━━━ SOURCE ━━━

I just wrote a code for Von Neumann's Unbiased Coin Flip Method, that should theoretically eliminate any bias in the random number generation process. More info can be found at (http://en.wikipedia.org/wiki/Fair_coin)

int unbiased_random_bit() {    
    int x1, x2, prev;
    prev = 2;
    x1 = rand() % 2;
    x2 = rand() % 2;

    for (;; x1 = rand() % 2, x2 = rand() % 2)
    {
        if (x1 ^ x2)      // 01 -> 1, or 10 -> 0.
        {
            return x2;        
        }
        else if (x1 & x2)
        {
            if (!prev)    // 0011
                return 1;
            else
                prev = 1; // 1111 -> continue, bias unresolved
        }
        else
        {
            if (prev == 1)// 1100
                return 0;
            else          // 0000 -> continue, bias unresolved
                prev = 0;
        }
    }
}

As the accepted answer indicates, "modulo bias" has its roots in the low value of RAND_MAX. He uses an extremely small value of RAND_MAX (10) to show that if RAND_MAX were 10, then you tried to generate a number between 0 and 2 using %, the following outcomes would result:

rand() % 3   // if RAND_MAX were only 10, gives
output of rand()   |   rand()%3
0                  |   0
1                  |   1
2                  |   2
3                  |   0
4                  |   1
5                  |   2
6                  |   0
7                  |   1
8                  |   2
9                  |   0

So there are 4 outputs of 0's (4/10 chance) and only 3 outputs of 1 and 2 (3/10 chances each).

So it's biased. The lower numbers have a better chance of coming out.

But that only shows up so obviously when RAND_MAX is small. Or more specifically, when the number your are modding by is large compared to RAND_MAX.

A much better solution than looping (which is insanely inefficient and shouldn't even be suggested) is to use a PRNG with a much larger output range. The Mersenne Twister algorithm has a maximum output of 4,294,967,295. As such doing MersenneTwister::genrand_int32() % 10 for all intents and purposes, will be equally distributed and the modulo bias effect will all but disappear.

Keep selecting a random is a good way to remove the bias.

Update

We could make the code fast if we search for an x in range divisible by n.

// Assumptions
// rand() in [0, RAND_MAX]
// n in (0, RAND_MAX]

int x; 

// Keep searching for an x in a range divisible by n 
do {
    x = rand();
} while (x >= RAND_MAX - (RAND_MAX % n)) 

x %= n;

The above loop should be very fast, say 1 iteration on average.

With a RAND_MAX value of 3 (in reality it should be much higher than that but the bias would still exist) it makes sense from these calculations that there is a bias:

1 % 2 = 1 2 % 2 = 0 3 % 2 = 1 random_between(1, 3) % 2 = more likely a 1

In this case, the % 2 is what you shouldn't do when you want a random number between 0 and 1. You could get a random number between 0 and 2 by doing % 3 though, because in this case: RAND_MAX is a multiple of 3.

Another method

There is much simpler but to add to other answers, here is my solution to get a random number between 0 and n - 1, so n different possibilities, without bias.

━━━

WHAT TO WORK ON:
1. Quote the thread on modulo bias from "So there are" up to and including "of coming out.".
2. Answer these questions from the thread on modulo bias:
(a) What maximum output does the thread give for the Mersenne Twister algorithm?
(b) In the table for a RAND_MAX of 10, how many times does rand()%3 give 0?
(c) On average, how many iterations does the thread say the do-while loop should take?
3. Pick up the thread on modulo bias right after its last sentence and keep writing it.
The entries after this point stand apart from the thread on modulo bias.

━━━ RECORDS PROVIDED ━━━

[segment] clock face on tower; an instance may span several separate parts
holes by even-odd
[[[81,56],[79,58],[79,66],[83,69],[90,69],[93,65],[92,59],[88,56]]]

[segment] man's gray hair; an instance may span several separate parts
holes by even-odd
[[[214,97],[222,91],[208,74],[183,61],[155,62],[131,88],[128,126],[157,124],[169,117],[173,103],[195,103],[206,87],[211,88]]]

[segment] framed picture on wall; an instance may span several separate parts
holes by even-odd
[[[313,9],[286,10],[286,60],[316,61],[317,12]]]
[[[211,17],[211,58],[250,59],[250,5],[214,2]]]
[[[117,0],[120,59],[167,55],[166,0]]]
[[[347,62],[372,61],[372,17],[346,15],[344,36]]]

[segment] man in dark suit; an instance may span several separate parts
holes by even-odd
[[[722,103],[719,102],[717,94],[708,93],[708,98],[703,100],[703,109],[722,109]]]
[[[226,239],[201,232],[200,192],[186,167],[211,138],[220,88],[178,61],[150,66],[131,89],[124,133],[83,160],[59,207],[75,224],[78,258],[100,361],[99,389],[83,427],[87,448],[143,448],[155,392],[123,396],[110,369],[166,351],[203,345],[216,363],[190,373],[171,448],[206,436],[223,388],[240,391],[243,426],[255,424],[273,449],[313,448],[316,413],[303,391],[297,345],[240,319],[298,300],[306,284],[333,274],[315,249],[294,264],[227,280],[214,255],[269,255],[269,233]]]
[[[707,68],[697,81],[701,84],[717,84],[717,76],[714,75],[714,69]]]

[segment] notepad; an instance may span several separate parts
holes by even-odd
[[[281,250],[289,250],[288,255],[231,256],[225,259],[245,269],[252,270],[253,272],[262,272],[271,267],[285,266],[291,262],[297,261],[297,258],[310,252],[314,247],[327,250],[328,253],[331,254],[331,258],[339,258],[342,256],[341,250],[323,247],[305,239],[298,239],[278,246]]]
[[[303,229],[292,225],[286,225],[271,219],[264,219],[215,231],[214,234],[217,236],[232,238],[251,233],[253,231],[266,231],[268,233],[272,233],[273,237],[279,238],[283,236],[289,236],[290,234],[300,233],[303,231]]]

━━━

PER-TASK ANSWERS:
1.
So there are 4 outputs of 0's (4/10 chance) and only 3 outputs of 1 and 2 (3/10 chances each).

So it's biased. The lower numbers have a better chance of coming out.

2.
(a) 4,294,967,295
(b) 4 times, a 4/10 chance
(c) About 1 iteration

3.
• the number of bits (not bytes) needed to encode the number of possibilities is the number of bits of random data you'll need
• encode the number from random bits
• if this number is >= n, restart (no modulo).

Really random data is not easy to obtain, so why use more bits than needed.

Below is an example in Smalltalk, using a cache of bits from a pseudo-random number generator. I'm no security expert so use at your own risk.

next: n

    | bitSize r from to |
    n < 0 ifTrue: [^0 - (self next: 0 - n)].
    n = 0 ifTrue: [^nil].
    n = 1 ifTrue: [^0].
    cache isNil ifTrue: [cache := OrderedCollection new].
    cache size < (self randmax highBit) ifTrue: [
        Security.DSSRandom default next asByteArray do: [ :byte |
            (1 to: 8) do: [ :i |    cache add: (byte bitAt: i)]
        ]
    ].
    r := 0.
    bitSize := n highBit.
    to := cache size.
    from := to - bitSize + 1.
    (from to: to) do: [ :i |
        r := r bitAt: i - from + 1 put: (cache at: i)
    ].
    cache removeFrom: from to: to.
    r >= n ifTrue: [^self next: n].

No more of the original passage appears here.